Work to be completed -
On the Escalate Alerts page, rewrite everything from "The escalate.alert.config file is" down to "an alert storm.", replacing "constitutes" with "counts as".
━━━ Passage shown ━━━
Skip to content

Escalate Alerts

randomnote1 edited this page Apr 22, 2021 · 1 revision

Escalate Alerts

The Escalate SCOM Alerts rule executes a powershell script on a timed schedule (default is 5 minutes) which updates the resolution state on alerts based on the escalate.alert.config file.

Config File

The escalate.alert.config file is comprised of alertStormRules, rules, and exceptions.

Alert Storm Rule

The alert storm rules define what constitutes an alert storm.

Alert Storm Rule Attributes

  • name: A logical group which is applied to the rules. This is used strictly for organizational purposes.
  • enabled: Specifies if the rule is processed or not.

Alert Storm Rule Elements

  • Sequence: The order in which the rule should be processed.
  • Property: The property on which to filter the alerts.
  • Criteria: The criteria for the Get-SCOMAlert cmdlet.
  • Count: The threshold (in minutes) for the number of alerts which is considered a storm.
  • Window: The period (in minutes) over which to group alerts.
  • NewResolutionState: The ID of the new resolution state which identifies the alert as being part of a storm.
  • Comment: A string which is added to the alert when the alert is updated about the change which was made.
  • SendNotification: Y/N value for if a notification is emailed to an address.
  • NotificationRecipients: The email address which receives the notification.

Alert Storm Rule Examples

Alert Name

Declare an alert storm when 10 or more alerts with the same name are generated over a 5 minute period.

<stormRule name="Alert Count by Name" enabled="true">
  <Sequence>100</Sequence>
  <Property>Name</Property>
  <Criteria><![CDATA[ResolutionState<>255]]></Criteria>
  <Count>10</Count>
  <Window>5</Window>
  <NewResolutionState>18</NewResolutionState>
  <Comment><![CDATA[Alert updated by the alert automation: Alert Storm]]></Comment>
  <SendNotification>N</SendNotification>
  <NotificationRecipients>[email protected]</NotificationRecipients>
</stormRule>
Monitoring Object

Declare an alert storm when 10 or more alerts with the same monitoring object ID are generated over a 5 minute period.

<stormRule name="Alert count by MonitoringObjectId" enabled="true">
  <Sequence>101</Sequence>
  <Property>MonitoringObjectId</Property>
  <Criteria><![CDATA[ResolutionState<>255]]></Criteria>
  <Count>10</Count>
  <Window>5</Window>
  <NewResolutionState>18</NewResolutionState>
  <Comment><![CDATA[Alert updated by the alert automation: Alert Storm]]></Comment>
  <SendNotification>N</SendNotification>
  <NotificationRecipients>[email protected]</NotificationRecipients>
</stormRule>

Rules

Rule Attributes

  • name: A logical group which is applied to the rules. This is used strictly for organizational purposes.
━━━ Records ━━━
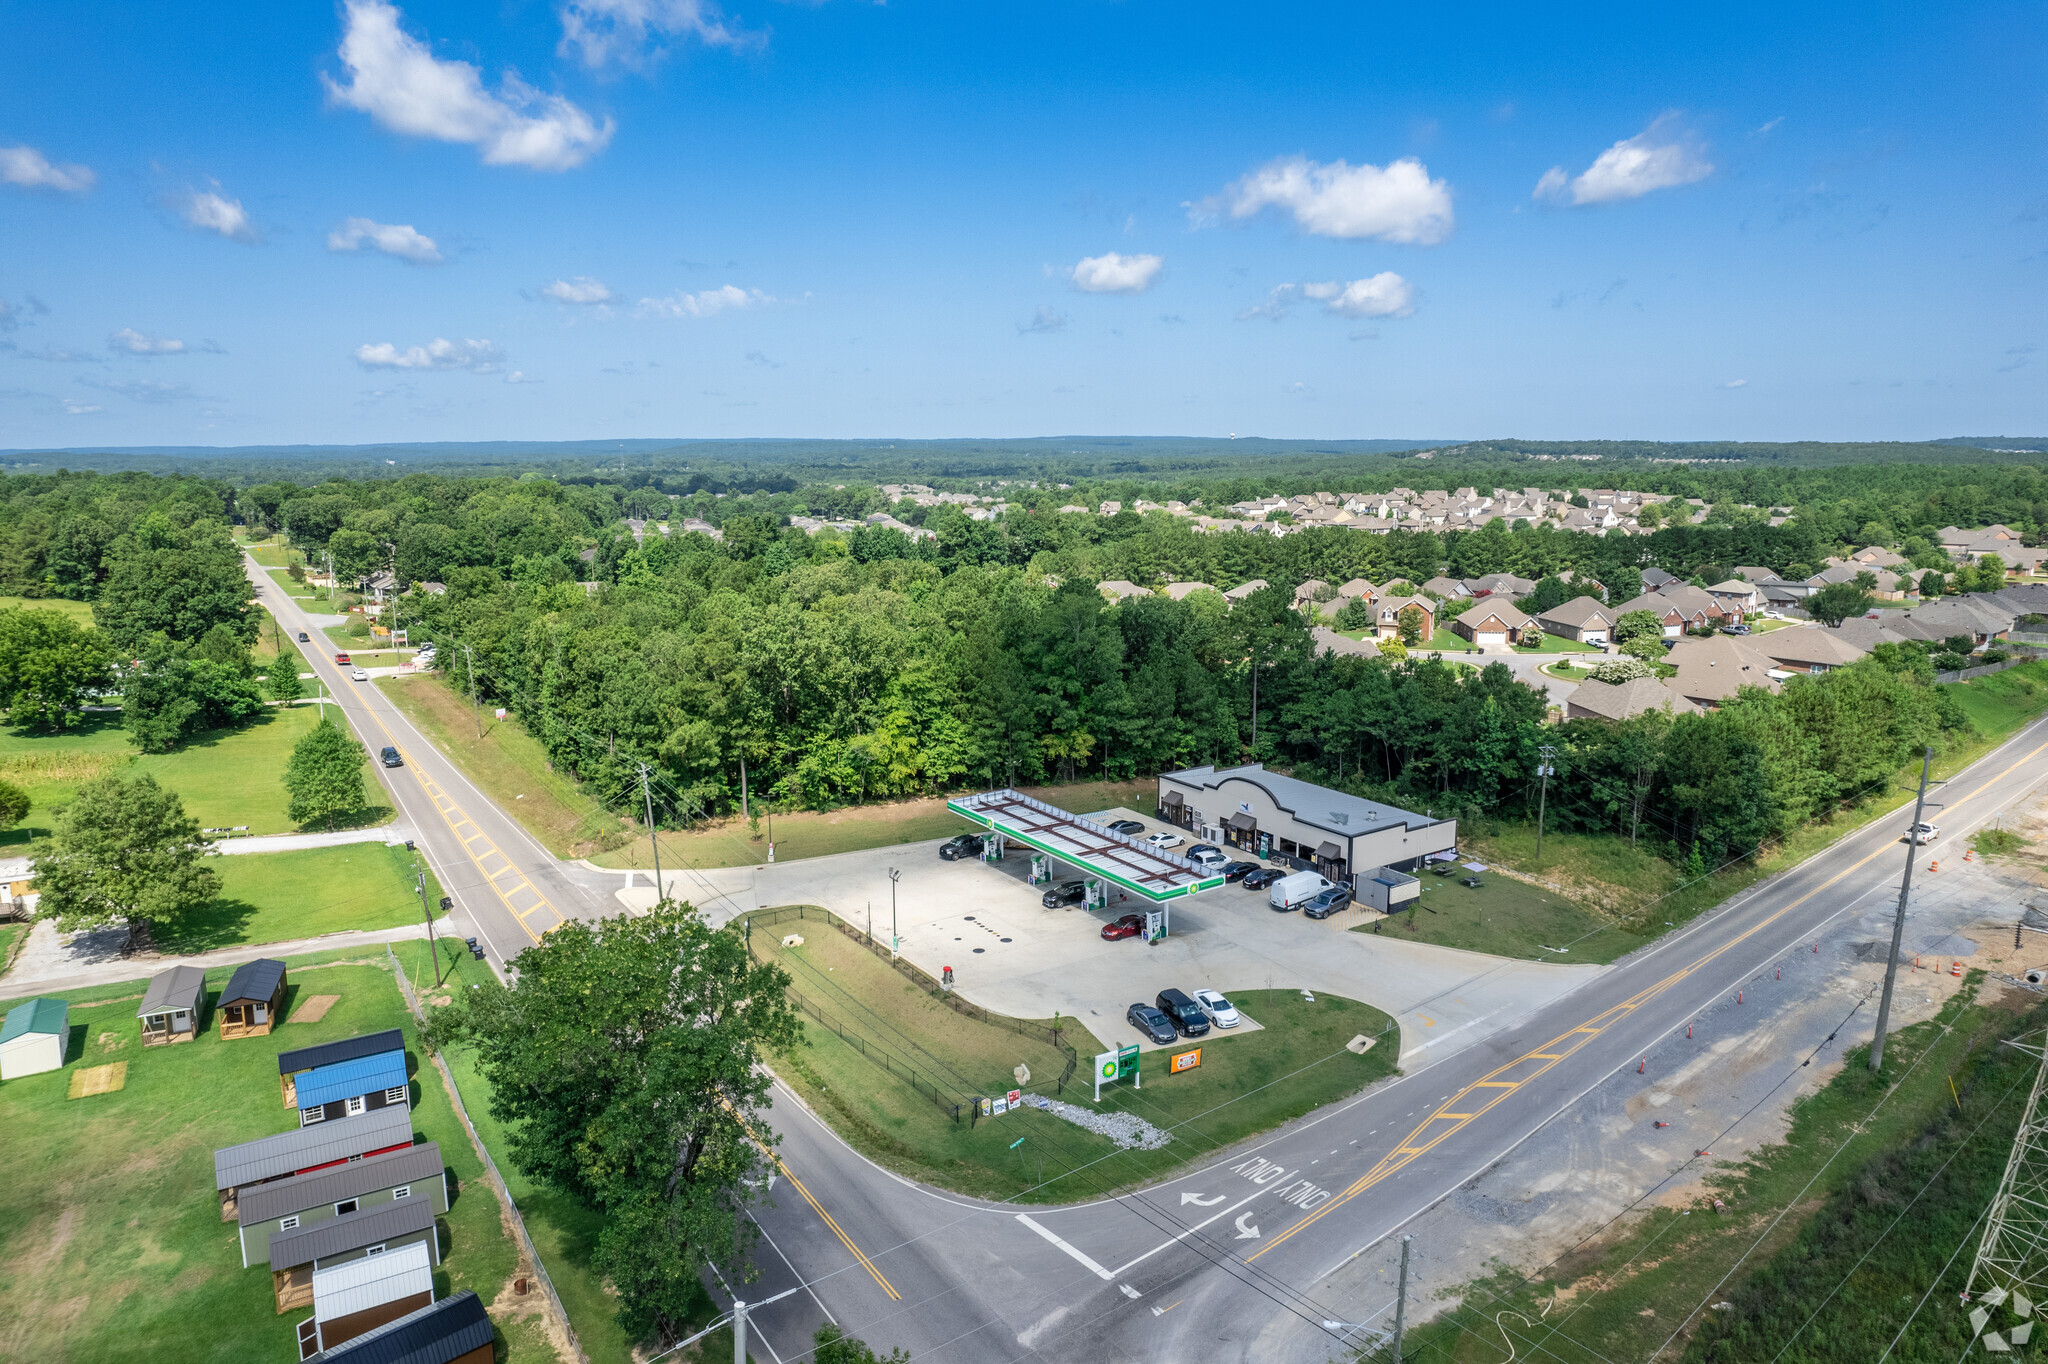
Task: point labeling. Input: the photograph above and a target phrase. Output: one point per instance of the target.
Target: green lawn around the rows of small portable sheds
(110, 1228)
━━━
━━━ Records ━━━
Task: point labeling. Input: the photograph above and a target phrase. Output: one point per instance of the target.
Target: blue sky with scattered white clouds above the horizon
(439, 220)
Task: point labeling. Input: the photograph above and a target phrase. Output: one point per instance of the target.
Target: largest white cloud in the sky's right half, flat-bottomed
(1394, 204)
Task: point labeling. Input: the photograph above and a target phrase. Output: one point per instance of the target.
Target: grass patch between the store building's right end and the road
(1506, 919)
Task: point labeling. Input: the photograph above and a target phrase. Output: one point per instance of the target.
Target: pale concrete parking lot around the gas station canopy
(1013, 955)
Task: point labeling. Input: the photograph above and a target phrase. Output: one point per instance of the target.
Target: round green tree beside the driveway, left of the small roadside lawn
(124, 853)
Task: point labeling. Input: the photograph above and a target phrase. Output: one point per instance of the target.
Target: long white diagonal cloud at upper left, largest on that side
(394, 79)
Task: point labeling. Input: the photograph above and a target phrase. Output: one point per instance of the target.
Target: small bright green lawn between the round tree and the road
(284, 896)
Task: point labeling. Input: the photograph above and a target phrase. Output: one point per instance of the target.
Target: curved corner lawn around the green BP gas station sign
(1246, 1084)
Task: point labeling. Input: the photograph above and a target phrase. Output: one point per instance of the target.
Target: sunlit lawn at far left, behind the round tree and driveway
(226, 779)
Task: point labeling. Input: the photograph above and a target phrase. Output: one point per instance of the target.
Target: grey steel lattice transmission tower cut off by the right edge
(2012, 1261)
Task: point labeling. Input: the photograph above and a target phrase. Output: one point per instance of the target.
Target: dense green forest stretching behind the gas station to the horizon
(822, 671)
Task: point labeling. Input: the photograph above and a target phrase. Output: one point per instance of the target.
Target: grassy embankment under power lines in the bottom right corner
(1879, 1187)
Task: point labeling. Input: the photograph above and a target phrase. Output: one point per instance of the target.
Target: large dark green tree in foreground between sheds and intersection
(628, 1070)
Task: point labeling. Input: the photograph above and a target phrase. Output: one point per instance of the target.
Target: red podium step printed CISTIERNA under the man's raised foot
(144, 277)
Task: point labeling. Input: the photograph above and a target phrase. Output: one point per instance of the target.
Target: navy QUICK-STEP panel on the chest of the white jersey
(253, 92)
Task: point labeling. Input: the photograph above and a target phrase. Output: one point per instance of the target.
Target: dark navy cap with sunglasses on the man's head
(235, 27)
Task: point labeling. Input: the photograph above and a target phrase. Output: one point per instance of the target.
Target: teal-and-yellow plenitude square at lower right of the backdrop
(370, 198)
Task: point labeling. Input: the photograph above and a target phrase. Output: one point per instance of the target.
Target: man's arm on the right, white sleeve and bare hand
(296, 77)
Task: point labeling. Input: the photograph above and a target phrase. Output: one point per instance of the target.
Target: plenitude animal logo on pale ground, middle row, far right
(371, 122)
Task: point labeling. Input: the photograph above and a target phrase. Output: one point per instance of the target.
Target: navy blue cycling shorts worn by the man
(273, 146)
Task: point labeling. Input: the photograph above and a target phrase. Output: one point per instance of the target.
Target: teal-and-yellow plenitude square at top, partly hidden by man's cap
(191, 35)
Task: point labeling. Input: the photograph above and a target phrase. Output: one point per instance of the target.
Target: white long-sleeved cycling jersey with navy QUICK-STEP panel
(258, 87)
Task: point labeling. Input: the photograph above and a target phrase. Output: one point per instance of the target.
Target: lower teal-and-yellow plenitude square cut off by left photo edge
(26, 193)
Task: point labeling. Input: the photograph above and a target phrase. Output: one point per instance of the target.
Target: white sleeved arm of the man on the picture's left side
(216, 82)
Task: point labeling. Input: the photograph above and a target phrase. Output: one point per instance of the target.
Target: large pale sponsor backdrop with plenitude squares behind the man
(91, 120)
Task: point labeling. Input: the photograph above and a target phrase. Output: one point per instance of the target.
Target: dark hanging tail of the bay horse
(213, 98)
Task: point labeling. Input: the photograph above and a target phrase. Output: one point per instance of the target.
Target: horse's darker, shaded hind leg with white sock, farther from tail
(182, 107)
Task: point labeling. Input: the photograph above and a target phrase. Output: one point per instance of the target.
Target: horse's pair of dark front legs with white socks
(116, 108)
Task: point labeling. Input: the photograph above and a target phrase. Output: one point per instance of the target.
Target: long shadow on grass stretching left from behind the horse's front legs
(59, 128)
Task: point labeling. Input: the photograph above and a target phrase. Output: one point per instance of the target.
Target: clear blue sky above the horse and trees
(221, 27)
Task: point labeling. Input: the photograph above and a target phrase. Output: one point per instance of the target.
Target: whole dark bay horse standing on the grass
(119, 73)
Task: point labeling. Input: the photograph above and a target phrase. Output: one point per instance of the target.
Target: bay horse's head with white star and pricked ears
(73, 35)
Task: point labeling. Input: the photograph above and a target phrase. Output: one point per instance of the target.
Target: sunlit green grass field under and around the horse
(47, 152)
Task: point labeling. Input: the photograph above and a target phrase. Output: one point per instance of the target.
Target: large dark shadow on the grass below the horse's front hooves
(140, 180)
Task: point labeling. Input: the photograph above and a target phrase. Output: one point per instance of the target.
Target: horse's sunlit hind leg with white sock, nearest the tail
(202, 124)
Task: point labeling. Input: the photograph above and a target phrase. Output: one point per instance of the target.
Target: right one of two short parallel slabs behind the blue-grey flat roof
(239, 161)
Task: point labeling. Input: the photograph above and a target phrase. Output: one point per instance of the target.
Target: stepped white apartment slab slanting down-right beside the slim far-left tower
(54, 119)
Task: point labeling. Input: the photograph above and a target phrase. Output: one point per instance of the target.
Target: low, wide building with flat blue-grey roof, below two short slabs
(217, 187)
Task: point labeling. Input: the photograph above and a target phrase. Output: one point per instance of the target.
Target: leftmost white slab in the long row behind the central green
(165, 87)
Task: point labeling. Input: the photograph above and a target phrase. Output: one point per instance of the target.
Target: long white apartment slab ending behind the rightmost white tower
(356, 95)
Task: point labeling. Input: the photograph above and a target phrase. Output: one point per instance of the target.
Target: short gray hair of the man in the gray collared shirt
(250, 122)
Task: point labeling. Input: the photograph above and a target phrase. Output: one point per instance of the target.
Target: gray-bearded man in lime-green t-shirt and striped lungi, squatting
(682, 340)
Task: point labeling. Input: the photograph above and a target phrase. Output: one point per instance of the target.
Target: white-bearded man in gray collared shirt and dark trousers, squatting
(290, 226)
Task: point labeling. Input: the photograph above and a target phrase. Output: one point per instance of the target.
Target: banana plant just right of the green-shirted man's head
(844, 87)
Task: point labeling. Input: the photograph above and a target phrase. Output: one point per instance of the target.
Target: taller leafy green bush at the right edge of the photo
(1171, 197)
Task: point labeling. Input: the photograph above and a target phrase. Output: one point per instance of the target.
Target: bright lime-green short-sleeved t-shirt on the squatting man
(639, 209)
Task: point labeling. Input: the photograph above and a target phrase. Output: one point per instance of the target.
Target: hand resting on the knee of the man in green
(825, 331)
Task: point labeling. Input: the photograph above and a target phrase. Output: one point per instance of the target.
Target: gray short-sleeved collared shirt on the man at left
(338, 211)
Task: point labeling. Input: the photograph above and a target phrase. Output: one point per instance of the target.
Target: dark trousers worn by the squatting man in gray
━━━
Solution for this problem -
The escalate.alert.config file is comprised of alertStormRules, rules, and exceptions.

Alert Storm Rule

The alert storm rules define what counts as an alert storm.